_Work instructions_
1. Transcribe the ERNIE 5.1 text from "The trick is" to "full training bill.".
2. Pick up the article on ERNIE 5.1's training right after its last sentence and keep writing.

_Page text_
————

The trick is called "multi-dimensional elastic pre-training." Instead of building ERNIE 5.1 from scratch, Baidu extracted an optimized sub-network from its existing ERNIE 5.0 architecture—which it released in January 2026—and compressed it down. Total parameters dropped to about one-third of the original. Active parameters (the ones actually doing work during a conversation) were cut in half. The result is a leaner model that inherited the knowledge base of its larger parent without repeating the full training bill.
The post-training pipeline is also worth noting. Baidu built a four-stage reinforcement learning system it calls MOPD (Multi-Teacher On-Policy Distillation). Rather than trying to teach every skill at once—which tends to cause "seesaw effects" where, for example, improving math performance tanks creative writing—Baidu trained specialist expert models in parallel for code, reasoning, and agentic tasks, then distilled all of them into a single unified model. A final online reinforcement learning stage handled open-ended conversations and creative output, preserving what the distillation process couldn't capture well.

————

_Material provided_
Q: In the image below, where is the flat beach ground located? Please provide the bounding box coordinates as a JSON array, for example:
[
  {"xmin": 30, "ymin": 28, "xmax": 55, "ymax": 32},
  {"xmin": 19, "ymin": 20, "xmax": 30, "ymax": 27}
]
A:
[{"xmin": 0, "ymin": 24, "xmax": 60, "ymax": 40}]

————

_Responses to the exercise_
1.
The trick is called "multi-dimensional elastic pre-training." Instead of building ERNIE 5.1 from scratch, Baidu extracted an optimized sub-network from its existing ERNIE 5.0 architecture—which it released in January 2026—and compressed it down. Total parameters dropped to about one-third of the original. Active parameters (the ones actually doing work during a conversation) were cut in half. The result is a leaner model that inherited the knowledge base of its larger parent without repeating the full training bill.

2.
In theory it should mean all skills are leveled in terms of proficiency, without one being prioritized over the other
On GPQA (Graduate-Level Google-Proof Q&A, a benchmark measuring whether a model can answer expert-level science questions that can't be Googled), ERNIE 5.1 approaches the performance of leading western closed-source models. On AIME26—the American Invitational Mathematics Examination adapted for 2026, which tests advanced problem-solving under competition conditions—the model scored 99.6% when using tool-assisted reasoning, trailing only Gemini 3.1 Pro.
Baidu is hosting its annual Create 2026 developer conference on May 13–14 in Beijing, where it plans to showcase ERNIE's latest industrial applications. That event will be the next data point on how aggressively the company intends to push the model into enterprise and global markets.